* [Exercise details] Gather every line in the records below that contains the word "wing", and copy each line in full.

* [Dataset records]
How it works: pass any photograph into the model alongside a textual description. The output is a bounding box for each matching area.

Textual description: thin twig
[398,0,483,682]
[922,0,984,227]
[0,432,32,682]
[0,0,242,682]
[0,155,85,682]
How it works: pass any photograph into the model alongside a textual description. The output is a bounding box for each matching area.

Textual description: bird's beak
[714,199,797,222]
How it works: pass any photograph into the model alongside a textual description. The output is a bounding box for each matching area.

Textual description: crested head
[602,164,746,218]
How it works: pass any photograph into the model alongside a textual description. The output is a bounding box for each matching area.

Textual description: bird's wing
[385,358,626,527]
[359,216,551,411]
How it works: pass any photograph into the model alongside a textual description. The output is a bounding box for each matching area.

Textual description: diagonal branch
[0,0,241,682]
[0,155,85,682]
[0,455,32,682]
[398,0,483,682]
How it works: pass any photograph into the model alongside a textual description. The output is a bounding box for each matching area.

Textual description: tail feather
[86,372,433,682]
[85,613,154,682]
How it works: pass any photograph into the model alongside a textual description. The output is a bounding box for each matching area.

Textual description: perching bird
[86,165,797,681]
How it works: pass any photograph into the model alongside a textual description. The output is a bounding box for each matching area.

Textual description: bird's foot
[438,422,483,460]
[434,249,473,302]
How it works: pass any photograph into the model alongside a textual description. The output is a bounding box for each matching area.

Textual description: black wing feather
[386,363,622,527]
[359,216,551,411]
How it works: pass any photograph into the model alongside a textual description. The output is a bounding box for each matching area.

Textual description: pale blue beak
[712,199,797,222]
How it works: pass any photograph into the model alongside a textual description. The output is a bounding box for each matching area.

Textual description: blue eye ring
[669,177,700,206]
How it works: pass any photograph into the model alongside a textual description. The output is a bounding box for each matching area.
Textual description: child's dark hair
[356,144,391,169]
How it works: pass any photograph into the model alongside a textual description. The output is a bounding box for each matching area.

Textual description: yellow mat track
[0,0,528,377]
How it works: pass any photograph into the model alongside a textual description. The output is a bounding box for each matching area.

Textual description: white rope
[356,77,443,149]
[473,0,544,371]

* [Solved exercise]
Textual description: bird's wing
Textual description: black wing feather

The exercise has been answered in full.